→ Available data:

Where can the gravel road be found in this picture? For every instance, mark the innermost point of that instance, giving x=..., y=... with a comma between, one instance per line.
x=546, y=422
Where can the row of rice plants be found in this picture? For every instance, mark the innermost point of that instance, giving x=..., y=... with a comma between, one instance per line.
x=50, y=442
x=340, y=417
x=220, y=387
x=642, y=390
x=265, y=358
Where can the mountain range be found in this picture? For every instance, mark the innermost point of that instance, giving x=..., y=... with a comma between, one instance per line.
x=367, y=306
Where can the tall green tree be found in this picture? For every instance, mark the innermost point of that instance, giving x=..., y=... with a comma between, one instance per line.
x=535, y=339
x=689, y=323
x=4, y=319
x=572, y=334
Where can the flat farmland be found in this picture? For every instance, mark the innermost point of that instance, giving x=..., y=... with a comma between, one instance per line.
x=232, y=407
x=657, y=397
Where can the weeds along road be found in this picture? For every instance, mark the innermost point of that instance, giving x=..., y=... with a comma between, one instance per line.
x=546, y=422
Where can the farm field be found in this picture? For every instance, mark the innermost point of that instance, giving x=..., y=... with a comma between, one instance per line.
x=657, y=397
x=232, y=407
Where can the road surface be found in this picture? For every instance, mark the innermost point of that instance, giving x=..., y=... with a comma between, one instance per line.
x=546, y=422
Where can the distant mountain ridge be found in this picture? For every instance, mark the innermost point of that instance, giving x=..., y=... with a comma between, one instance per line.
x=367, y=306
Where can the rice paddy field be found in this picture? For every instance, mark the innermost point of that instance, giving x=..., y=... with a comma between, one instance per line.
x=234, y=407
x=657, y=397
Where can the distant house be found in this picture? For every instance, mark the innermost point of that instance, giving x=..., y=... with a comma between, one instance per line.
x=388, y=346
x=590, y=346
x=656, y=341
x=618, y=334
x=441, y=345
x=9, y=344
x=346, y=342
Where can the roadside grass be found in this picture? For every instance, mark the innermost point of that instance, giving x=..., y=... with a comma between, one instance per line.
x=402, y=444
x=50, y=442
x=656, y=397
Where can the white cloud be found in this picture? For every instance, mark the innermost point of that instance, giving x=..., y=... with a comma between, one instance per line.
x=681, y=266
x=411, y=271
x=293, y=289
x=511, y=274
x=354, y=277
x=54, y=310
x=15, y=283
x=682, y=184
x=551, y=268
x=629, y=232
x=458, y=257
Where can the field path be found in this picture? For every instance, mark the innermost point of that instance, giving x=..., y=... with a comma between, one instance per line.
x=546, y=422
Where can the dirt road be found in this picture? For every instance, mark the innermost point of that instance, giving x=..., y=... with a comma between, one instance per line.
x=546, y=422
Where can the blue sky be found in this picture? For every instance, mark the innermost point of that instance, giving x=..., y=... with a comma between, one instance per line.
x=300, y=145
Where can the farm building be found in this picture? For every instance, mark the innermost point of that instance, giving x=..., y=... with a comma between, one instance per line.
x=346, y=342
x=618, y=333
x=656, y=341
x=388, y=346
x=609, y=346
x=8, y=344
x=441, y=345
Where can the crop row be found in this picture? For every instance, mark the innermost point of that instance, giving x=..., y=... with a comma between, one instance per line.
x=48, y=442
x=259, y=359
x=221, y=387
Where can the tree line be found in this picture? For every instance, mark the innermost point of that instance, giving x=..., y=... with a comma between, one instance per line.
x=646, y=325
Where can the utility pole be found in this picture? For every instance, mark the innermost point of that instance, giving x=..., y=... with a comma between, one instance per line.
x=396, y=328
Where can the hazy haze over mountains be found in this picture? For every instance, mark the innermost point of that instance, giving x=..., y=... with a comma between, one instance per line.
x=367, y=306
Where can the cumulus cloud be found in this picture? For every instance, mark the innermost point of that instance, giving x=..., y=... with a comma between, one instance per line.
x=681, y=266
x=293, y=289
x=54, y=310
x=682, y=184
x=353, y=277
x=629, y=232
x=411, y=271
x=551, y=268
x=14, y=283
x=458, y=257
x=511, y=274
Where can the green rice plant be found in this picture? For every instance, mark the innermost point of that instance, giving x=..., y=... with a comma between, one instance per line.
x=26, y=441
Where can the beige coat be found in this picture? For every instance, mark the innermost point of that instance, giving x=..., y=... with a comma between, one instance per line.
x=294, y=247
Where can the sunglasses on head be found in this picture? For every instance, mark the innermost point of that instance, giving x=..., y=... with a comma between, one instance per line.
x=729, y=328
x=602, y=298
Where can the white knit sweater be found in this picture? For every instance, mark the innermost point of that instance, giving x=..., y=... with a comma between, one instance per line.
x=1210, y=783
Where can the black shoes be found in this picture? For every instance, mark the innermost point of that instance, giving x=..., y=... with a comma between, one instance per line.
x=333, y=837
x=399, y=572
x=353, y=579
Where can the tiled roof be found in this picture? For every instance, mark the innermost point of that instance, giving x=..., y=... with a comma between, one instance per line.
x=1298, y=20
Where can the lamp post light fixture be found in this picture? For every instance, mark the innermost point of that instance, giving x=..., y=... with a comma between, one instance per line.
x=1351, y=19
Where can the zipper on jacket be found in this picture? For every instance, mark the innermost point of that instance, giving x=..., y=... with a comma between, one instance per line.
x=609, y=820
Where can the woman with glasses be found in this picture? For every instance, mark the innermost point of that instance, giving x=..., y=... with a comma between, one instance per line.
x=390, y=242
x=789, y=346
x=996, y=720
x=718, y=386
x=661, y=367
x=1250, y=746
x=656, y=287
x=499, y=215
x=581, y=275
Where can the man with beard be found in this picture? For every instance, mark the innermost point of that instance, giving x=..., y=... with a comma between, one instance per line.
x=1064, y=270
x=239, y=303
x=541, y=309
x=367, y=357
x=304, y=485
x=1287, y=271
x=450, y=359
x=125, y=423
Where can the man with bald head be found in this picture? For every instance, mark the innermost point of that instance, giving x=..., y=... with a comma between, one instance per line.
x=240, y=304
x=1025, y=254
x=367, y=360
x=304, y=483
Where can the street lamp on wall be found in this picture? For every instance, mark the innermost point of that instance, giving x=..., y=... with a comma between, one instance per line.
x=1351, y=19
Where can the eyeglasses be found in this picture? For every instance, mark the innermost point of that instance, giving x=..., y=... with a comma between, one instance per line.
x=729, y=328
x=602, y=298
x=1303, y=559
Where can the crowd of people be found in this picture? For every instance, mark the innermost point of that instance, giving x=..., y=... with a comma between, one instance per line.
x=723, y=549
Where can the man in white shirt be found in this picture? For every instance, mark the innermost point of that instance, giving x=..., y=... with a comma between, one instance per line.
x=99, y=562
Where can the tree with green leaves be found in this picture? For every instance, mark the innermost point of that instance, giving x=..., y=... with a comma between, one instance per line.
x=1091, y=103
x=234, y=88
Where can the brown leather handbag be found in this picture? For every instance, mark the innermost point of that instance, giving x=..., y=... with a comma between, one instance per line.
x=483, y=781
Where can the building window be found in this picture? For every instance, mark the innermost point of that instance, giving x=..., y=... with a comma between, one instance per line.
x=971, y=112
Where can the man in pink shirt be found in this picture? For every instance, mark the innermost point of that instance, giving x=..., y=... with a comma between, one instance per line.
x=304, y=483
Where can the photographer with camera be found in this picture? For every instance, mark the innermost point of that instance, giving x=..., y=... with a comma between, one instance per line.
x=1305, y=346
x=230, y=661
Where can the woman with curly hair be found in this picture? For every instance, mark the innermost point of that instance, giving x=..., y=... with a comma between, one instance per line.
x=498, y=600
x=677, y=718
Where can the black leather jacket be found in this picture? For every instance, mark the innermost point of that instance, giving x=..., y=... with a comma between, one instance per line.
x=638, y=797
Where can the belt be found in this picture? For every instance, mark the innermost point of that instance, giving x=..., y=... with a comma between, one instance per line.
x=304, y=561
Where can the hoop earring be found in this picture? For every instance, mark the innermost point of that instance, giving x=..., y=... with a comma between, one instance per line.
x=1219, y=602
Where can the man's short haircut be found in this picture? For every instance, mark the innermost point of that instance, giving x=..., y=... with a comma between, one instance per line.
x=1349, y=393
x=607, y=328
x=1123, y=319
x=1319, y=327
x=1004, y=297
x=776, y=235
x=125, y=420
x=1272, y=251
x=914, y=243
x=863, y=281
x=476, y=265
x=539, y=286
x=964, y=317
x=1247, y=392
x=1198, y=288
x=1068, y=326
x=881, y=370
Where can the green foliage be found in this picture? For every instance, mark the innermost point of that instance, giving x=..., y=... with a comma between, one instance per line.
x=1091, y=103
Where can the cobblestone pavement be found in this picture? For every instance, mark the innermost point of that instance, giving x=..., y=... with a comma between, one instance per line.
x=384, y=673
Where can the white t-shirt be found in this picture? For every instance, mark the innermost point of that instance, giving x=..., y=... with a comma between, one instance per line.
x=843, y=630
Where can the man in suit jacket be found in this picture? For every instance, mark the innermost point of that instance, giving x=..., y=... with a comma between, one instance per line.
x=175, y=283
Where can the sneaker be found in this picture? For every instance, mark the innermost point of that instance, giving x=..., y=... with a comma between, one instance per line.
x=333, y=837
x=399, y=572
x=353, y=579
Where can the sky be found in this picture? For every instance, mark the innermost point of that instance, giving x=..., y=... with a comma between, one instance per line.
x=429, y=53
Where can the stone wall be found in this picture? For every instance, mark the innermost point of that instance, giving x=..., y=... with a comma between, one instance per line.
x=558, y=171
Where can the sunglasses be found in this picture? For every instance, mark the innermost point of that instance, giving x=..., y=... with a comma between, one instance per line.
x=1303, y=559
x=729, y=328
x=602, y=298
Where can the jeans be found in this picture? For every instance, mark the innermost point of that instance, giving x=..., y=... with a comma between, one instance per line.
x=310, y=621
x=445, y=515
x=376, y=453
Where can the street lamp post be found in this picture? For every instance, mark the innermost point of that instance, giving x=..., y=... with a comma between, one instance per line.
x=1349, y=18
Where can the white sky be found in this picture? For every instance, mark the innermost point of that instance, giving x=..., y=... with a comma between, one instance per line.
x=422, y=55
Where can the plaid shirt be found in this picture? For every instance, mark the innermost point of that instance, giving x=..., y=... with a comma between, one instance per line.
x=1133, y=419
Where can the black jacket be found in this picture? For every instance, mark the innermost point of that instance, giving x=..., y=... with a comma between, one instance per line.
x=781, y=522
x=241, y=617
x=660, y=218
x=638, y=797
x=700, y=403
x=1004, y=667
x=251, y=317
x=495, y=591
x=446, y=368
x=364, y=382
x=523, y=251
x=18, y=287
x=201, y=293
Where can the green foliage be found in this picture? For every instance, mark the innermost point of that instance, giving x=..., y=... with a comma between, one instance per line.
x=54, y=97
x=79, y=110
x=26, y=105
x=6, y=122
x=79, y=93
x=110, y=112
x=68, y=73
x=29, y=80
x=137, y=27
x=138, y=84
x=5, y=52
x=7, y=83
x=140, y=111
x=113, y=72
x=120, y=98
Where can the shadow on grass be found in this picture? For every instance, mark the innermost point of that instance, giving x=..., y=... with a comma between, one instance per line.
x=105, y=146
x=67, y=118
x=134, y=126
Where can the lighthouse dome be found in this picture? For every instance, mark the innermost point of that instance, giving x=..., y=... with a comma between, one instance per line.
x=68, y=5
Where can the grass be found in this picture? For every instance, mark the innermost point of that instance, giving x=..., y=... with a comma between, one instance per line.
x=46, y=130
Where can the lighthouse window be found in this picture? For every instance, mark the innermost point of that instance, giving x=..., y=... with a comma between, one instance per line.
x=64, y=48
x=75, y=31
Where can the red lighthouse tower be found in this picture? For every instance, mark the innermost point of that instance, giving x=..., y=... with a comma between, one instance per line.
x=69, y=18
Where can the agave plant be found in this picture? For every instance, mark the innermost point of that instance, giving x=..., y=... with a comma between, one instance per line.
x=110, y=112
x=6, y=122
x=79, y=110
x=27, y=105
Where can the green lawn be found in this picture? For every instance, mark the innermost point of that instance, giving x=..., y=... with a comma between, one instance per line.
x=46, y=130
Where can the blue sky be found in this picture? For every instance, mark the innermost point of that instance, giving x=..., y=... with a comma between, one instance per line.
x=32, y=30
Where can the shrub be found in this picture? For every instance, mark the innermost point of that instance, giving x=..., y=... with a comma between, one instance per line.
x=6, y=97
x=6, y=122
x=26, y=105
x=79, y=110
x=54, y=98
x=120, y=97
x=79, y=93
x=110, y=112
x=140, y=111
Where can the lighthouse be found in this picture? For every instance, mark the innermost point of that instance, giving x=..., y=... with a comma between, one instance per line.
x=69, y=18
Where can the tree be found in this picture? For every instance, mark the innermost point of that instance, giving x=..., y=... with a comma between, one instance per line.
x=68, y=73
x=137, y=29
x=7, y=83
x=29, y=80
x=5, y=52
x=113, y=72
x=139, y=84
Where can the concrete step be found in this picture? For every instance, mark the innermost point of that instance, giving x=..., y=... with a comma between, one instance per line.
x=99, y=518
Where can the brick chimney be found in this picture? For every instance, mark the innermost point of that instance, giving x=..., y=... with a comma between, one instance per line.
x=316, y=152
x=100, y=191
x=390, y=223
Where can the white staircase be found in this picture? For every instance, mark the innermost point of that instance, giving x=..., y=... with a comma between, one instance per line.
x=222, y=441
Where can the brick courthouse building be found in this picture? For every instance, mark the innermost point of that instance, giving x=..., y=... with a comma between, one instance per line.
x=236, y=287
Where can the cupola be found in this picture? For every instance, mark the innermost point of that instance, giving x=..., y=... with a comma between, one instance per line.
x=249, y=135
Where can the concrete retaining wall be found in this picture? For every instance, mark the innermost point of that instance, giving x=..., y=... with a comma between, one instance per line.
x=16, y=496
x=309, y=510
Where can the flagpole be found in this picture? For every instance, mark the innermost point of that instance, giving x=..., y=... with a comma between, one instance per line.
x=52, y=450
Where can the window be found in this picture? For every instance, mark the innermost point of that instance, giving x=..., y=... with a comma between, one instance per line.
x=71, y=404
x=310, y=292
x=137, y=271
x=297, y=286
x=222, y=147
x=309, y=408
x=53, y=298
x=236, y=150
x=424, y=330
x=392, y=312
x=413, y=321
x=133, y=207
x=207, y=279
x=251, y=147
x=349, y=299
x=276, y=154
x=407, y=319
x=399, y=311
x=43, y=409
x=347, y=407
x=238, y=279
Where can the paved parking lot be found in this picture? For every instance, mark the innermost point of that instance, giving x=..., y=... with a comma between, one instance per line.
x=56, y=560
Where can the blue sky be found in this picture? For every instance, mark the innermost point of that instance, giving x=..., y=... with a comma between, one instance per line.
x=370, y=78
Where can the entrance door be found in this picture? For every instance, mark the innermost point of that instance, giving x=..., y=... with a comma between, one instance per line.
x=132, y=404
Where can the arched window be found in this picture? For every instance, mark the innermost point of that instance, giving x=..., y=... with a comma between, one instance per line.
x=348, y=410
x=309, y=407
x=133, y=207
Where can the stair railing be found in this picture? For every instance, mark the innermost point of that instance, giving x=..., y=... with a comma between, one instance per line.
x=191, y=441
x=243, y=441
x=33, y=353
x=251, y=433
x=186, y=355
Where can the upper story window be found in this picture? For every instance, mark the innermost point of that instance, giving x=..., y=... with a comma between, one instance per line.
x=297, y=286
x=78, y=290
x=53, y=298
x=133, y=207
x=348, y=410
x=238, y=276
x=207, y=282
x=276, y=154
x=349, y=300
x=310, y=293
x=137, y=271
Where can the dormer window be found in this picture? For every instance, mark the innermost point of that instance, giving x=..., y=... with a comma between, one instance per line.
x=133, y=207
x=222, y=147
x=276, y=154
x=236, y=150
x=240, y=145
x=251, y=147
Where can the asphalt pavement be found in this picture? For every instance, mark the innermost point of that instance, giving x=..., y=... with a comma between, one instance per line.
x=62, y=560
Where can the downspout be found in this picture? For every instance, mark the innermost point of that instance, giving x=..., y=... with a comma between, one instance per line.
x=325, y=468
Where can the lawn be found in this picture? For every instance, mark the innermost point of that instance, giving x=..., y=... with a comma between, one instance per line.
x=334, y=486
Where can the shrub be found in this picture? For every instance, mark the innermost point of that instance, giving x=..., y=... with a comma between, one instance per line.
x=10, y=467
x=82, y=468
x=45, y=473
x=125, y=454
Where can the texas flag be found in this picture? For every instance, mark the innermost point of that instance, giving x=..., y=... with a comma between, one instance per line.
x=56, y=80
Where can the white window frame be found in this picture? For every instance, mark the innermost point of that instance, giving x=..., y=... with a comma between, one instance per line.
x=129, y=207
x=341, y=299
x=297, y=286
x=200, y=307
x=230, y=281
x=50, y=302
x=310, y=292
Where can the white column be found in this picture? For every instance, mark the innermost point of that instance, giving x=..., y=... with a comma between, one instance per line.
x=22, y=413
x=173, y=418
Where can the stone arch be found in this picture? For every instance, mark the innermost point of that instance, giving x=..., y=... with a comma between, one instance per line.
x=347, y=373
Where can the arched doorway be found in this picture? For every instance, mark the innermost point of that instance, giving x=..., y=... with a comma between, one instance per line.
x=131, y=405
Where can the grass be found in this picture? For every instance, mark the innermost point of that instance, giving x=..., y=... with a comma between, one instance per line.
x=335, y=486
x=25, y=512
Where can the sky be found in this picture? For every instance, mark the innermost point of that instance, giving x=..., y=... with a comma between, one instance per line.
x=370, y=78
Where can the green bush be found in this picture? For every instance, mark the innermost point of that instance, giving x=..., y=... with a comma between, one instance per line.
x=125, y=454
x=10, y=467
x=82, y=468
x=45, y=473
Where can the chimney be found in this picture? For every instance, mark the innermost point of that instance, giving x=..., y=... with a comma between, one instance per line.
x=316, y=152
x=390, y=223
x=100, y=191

→ Written task:
Please copy out the material, starting at the line that contains "Where can the cobblestone" and stopping after the line that contains "x=175, y=283", with every line kept unchanged.

→ Output for this exercise:
Where can the cobblestone pavement be found in this picture? For every instance, mark the innermost point of that instance, giving x=..., y=... with a comma between, one instance per line.
x=384, y=673
Where can the white t-shirt be found in this picture? For every instance, mark the innermost point of that instance, giving x=..., y=... with a comma between, one instance per line.
x=843, y=630
Where can the man in suit jacket be found in this picture? For every instance, mark the innermost point of that instance, giving x=..., y=... with a comma between, one instance per line.
x=175, y=283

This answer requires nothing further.